### Instructions to follow:
Count how many lines in the data below contain the word "bumper". Reply with the number alone.

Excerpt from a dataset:
--- start ---
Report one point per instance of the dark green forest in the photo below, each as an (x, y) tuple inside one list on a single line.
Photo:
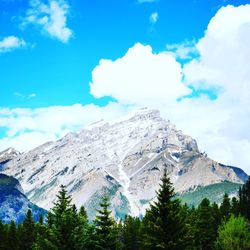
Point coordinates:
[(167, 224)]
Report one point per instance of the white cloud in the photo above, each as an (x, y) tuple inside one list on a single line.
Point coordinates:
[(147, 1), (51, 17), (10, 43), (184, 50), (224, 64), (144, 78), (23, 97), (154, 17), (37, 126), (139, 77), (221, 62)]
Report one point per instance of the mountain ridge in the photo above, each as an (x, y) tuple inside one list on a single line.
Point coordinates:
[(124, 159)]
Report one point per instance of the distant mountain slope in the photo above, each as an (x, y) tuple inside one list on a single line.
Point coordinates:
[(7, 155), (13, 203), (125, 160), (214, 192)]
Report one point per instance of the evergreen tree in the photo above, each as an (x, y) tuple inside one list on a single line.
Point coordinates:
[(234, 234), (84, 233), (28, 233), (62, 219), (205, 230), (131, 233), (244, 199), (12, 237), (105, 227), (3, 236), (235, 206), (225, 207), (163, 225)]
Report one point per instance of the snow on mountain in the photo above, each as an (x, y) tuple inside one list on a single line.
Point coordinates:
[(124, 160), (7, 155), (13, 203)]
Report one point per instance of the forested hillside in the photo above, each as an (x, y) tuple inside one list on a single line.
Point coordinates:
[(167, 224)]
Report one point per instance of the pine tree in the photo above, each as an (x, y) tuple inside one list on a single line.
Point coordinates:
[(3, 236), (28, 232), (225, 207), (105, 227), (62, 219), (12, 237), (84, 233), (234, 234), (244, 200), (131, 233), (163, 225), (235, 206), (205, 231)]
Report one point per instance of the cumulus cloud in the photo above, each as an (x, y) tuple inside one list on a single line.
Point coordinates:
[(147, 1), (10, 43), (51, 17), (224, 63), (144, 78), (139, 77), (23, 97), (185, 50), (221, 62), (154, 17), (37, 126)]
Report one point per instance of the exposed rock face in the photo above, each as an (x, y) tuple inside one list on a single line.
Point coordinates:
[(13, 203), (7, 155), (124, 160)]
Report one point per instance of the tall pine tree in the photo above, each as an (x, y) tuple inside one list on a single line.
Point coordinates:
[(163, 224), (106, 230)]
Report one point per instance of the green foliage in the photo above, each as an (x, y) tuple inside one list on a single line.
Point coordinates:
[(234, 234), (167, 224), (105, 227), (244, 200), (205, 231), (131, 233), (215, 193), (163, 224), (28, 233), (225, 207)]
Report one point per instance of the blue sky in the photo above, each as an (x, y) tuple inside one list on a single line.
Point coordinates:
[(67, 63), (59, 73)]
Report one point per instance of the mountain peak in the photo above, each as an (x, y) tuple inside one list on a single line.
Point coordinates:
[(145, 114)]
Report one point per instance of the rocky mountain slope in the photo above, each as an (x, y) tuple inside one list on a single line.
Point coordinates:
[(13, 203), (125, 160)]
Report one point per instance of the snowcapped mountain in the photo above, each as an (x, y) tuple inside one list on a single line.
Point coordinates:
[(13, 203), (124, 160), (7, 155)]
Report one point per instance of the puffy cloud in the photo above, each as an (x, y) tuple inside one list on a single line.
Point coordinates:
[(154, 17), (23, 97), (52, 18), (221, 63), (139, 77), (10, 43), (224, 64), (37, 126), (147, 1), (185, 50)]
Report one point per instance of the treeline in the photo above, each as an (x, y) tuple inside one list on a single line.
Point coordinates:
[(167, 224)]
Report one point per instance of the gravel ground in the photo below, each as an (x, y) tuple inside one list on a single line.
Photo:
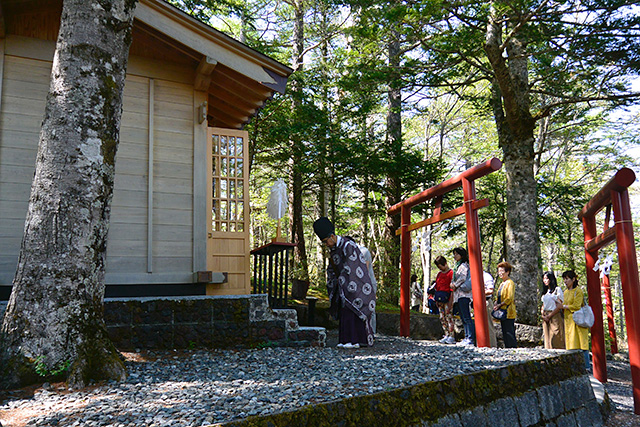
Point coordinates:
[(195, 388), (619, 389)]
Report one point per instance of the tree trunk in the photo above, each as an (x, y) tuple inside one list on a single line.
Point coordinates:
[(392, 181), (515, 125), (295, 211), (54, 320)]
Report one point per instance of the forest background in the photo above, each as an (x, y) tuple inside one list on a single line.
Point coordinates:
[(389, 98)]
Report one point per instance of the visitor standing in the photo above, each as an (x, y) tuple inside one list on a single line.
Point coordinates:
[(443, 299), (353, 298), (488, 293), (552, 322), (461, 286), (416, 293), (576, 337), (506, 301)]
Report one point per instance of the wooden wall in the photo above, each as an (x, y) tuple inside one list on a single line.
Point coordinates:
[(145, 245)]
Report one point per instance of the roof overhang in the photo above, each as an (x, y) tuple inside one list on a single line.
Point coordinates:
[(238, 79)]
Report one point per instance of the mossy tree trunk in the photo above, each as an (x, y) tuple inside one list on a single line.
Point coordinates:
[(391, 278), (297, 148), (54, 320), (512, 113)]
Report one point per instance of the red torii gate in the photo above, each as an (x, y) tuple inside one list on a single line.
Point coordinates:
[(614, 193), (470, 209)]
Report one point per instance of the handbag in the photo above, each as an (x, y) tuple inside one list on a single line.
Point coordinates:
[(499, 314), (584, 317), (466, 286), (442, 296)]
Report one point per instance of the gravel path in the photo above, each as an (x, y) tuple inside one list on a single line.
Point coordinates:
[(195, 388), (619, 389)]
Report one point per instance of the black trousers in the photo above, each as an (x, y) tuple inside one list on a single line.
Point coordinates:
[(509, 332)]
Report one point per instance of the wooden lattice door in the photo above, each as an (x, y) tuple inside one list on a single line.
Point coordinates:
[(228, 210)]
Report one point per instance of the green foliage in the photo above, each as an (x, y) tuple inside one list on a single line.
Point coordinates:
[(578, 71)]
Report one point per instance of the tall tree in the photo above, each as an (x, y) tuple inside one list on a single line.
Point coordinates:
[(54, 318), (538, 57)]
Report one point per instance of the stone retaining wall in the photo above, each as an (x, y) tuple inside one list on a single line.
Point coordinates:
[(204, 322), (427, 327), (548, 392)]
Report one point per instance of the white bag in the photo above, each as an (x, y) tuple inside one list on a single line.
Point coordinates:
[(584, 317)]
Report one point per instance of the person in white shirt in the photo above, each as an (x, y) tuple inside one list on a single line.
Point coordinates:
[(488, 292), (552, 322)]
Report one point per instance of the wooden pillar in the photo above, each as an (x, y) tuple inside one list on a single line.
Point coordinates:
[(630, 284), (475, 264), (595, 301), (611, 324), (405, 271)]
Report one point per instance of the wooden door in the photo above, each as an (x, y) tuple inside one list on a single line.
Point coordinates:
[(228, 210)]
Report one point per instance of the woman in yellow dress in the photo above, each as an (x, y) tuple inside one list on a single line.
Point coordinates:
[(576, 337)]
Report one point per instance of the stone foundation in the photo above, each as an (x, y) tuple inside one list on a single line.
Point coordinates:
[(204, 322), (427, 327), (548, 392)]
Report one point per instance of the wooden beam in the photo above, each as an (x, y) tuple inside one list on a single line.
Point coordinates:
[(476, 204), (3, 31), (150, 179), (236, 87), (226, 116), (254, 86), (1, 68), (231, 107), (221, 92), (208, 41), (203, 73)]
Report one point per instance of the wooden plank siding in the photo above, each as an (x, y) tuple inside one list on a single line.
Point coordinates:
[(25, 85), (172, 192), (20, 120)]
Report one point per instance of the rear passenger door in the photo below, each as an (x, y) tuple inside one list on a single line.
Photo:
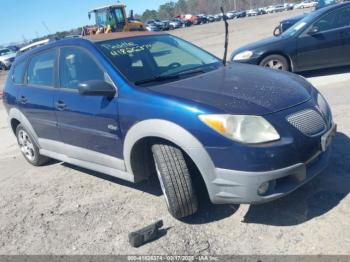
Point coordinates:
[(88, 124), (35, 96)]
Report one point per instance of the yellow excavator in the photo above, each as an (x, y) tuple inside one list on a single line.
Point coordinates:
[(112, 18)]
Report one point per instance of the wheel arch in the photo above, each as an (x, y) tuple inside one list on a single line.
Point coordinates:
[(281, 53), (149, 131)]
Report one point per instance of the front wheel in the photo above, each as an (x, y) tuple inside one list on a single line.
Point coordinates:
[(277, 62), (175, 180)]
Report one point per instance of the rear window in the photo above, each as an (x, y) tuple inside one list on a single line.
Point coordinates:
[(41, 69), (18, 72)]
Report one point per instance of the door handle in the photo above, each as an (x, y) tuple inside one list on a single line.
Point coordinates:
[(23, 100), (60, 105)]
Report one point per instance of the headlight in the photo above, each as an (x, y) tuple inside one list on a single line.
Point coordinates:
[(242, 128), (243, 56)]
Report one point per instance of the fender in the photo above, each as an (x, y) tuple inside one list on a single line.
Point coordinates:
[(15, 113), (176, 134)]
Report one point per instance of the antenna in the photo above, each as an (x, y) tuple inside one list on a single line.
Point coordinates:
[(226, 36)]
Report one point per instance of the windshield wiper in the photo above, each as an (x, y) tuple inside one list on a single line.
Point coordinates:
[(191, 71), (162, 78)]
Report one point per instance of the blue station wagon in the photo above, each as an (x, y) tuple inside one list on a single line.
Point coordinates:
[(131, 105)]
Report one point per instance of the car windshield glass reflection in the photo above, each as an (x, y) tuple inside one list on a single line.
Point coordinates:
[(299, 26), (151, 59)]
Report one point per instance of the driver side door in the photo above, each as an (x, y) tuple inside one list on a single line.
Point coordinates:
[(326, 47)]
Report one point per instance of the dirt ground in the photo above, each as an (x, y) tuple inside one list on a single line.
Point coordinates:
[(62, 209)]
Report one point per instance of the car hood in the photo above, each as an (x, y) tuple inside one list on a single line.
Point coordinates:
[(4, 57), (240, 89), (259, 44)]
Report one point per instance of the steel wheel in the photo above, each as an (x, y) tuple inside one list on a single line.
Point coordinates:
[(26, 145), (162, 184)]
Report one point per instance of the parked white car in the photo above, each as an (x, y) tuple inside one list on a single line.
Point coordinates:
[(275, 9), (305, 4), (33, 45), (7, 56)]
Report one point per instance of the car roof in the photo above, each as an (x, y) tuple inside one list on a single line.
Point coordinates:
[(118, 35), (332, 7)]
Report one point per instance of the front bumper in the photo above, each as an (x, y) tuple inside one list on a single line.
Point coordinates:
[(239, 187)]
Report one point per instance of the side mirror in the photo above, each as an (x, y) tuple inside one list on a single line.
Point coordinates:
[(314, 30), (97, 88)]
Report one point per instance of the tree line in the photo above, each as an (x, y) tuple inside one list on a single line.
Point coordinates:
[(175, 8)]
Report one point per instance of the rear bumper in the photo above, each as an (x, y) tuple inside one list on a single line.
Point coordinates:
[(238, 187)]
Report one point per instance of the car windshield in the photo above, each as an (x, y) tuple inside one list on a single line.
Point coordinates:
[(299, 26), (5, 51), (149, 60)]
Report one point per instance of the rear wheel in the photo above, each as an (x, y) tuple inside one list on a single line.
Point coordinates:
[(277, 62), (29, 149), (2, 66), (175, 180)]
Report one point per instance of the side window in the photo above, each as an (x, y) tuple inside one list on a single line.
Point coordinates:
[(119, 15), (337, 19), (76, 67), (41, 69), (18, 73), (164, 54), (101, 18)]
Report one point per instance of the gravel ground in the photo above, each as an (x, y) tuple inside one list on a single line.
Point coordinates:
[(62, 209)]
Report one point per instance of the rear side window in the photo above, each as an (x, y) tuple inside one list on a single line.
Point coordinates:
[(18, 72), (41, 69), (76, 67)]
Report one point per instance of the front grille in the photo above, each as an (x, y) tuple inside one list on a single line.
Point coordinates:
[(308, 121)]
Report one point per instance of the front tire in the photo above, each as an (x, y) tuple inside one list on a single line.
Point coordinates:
--- end ---
--- start ---
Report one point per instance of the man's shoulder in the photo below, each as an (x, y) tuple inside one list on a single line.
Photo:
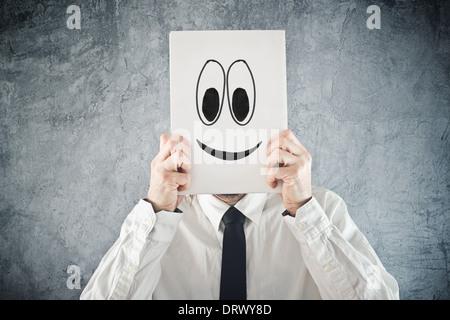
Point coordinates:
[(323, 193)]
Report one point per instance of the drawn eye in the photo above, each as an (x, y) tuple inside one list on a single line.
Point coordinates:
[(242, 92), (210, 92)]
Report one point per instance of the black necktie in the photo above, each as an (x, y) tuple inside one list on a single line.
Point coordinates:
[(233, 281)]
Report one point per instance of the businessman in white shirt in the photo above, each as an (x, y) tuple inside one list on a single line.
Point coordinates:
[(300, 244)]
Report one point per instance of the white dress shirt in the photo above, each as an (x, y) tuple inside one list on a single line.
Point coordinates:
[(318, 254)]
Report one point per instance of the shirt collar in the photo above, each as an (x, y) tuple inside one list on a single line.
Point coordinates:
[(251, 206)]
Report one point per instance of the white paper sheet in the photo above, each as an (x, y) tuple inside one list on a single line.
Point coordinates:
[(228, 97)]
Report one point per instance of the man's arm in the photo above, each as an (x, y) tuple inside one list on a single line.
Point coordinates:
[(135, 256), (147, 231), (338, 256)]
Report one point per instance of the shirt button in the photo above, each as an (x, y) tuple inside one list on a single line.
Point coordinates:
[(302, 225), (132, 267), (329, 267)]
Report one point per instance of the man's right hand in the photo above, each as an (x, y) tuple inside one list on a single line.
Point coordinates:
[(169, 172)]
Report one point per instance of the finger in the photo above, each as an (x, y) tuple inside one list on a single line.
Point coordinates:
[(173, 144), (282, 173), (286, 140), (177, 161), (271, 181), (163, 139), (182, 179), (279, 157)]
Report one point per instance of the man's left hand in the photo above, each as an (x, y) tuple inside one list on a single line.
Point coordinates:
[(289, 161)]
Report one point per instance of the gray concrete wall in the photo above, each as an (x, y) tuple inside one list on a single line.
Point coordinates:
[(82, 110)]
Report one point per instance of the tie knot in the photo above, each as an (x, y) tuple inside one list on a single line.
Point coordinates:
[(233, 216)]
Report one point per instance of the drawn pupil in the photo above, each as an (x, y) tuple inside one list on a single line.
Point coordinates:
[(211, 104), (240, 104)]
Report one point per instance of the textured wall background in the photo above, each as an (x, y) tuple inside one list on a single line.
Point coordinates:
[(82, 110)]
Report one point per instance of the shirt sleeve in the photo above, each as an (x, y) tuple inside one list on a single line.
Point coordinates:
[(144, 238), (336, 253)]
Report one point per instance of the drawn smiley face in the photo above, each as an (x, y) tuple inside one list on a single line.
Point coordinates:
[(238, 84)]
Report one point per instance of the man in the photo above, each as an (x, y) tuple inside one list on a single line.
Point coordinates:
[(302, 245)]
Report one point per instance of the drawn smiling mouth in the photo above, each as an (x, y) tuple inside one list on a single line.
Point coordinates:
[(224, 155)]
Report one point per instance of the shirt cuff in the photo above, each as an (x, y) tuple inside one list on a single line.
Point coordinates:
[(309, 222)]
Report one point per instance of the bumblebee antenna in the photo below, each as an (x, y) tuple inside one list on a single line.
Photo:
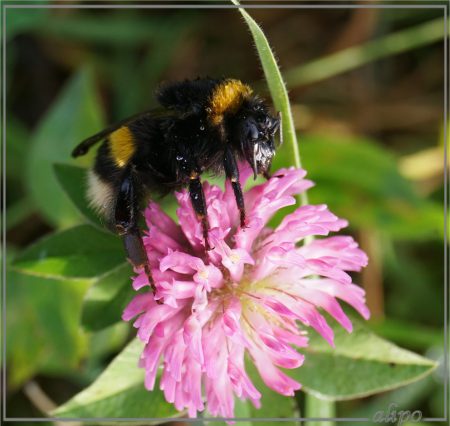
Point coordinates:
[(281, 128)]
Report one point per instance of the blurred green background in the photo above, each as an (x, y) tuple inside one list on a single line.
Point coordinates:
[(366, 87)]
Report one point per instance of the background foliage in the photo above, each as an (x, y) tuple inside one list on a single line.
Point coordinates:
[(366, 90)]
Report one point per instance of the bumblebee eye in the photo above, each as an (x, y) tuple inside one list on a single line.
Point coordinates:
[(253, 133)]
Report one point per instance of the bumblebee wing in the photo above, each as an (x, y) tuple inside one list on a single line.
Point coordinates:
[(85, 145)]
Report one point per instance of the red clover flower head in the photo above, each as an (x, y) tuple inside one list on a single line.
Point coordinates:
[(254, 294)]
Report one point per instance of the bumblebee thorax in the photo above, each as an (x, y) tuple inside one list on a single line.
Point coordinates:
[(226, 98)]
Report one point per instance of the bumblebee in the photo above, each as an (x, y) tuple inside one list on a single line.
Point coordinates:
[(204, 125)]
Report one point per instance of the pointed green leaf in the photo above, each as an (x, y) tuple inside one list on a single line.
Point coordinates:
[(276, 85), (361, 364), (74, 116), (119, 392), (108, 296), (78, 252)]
--- end ---
### Completed task:
2